From the article on what an effective system looks like, transcribe word for word the passage that begins at "- 5 hours ago" and stops after "like in practice?".

***** Selected excerpt *****

What an Effective System Looks Like: Insights from our 2025 Conference: The System Is the Strategy
- Cosmic Centaurs

- 5 hours ago
- 3 min read
Our sixth edition of our Cosmic Conference explored how leaders in the GCC, Saudi Arabia, the Middle East, and beyond can shift from firefighting to future-building by adopting systems thinking as a mindset, methodology, and muscle.
One central question was simple but demanding: If the system is the strategy, what does a good system actually look like in practice?
Rather than answering it ourselves, we asked every speaker this question. Each one defined it within their own professional lens, and what emerged was a set of complementary truths that, together, reveal how high-performing systems actually work:
Execution & Flow: Systems only work if they are lived.
An effective system is…
“One you execute consistently”
— Stoyan Yankov, Productivity & Performance Consultant
“In flow. It feels effortless because friction has been designed out”
— Sander Hoeken, Co-Founder of The Fearless Organization Scan & Founder of CellSpace
Effectiveness here is less about design brilliance and more about what holds up in daily reality.
Adaptation & Learning: Effective systems respond to reality.
An effective system is…
“One that adapts continuously to its surrounding environment”
— Dr. Derek Cabrera, Professor at Cornell University
“Not perfect. One that learns, adapts, and reinvents itself”
— Imad Lahad, Global Chair for AI & Intelligence at APCO
“In constant evolution. It is never at rest”
— Marilyn Zakhour, CEO of Cosmic Centaurs
“Agile”
— Dhiren Bhatia, Entrepreneur, Coach & Founder of Cloudscape Technologies
Across these perspectives, stability comes from allowing systems to adjust as conditions change.
Awareness, Connection & Sense-Making: Systems fail when they stop sensing themselves.
An effective system is…
“Self-aware”
— Dr. Laura Cabrera, Professor at Cornell University
“A connected system”
— Rawan Albina, Leadership & Wellbeing Academies Director at Chalhoub Group
“One that allows you to be in tune with everything around you”
— José‑Rodrigo Córdoba‑Pachón, Associate Professor at Royal Holloway, University of London
“Balancing the yin and yang, the positive and negative feedback loops”

***** Data for review *****

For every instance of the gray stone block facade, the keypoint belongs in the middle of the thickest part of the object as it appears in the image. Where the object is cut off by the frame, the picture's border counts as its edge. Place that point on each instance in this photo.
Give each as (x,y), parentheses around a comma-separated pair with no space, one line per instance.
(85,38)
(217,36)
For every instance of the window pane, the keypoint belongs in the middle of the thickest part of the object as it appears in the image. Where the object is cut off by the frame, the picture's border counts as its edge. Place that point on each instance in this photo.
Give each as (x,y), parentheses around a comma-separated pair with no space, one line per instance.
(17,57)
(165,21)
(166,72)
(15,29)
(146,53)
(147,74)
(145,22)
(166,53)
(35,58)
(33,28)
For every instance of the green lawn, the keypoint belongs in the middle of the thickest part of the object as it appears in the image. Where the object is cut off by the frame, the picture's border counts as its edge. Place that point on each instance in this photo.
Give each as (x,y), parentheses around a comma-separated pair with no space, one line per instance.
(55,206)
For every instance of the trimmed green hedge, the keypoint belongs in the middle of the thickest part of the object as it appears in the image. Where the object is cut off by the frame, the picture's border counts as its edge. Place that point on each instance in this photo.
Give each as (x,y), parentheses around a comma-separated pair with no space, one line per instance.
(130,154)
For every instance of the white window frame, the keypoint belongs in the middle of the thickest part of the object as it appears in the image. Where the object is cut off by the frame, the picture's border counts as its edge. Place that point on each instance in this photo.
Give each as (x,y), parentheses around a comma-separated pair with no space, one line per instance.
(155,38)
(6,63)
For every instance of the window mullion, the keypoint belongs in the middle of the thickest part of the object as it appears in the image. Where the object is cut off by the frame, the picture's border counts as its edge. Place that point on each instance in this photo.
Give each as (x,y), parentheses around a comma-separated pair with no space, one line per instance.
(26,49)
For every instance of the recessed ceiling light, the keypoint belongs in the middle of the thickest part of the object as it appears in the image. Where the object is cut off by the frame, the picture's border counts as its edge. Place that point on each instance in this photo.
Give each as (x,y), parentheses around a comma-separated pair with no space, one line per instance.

*****
***** Data for review *****

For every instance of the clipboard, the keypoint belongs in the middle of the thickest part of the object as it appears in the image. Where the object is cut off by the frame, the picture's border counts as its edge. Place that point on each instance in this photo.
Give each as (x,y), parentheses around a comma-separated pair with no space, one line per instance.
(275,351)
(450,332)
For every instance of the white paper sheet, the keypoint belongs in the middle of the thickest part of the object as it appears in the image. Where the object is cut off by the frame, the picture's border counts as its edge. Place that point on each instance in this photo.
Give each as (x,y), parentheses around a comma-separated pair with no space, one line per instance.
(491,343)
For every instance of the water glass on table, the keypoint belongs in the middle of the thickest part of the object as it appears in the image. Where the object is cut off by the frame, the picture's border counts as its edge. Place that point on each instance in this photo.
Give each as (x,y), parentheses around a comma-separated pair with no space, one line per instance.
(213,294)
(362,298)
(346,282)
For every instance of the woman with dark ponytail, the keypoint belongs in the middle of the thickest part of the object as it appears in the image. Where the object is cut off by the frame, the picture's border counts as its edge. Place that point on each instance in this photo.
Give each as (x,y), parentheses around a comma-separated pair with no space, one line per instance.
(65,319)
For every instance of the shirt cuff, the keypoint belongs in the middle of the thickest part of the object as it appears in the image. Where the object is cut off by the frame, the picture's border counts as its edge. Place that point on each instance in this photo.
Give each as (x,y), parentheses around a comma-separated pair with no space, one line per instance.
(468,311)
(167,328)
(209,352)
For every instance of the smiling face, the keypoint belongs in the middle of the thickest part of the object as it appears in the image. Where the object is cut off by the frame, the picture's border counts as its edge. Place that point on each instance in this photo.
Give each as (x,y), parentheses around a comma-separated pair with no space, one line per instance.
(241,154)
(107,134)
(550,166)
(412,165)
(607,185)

*****

**Exercise answer**
- 5 hours ago
- 3 min read
Our sixth edition of our Cosmic Conference explored how leaders in the GCC, Saudi Arabia, the Middle East, and beyond can shift from firefighting to future-building by adopting systems thinking as a mindset, methodology, and muscle.
One central question was simple but demanding: If the system is the strategy, what does a good system actually look like in practice?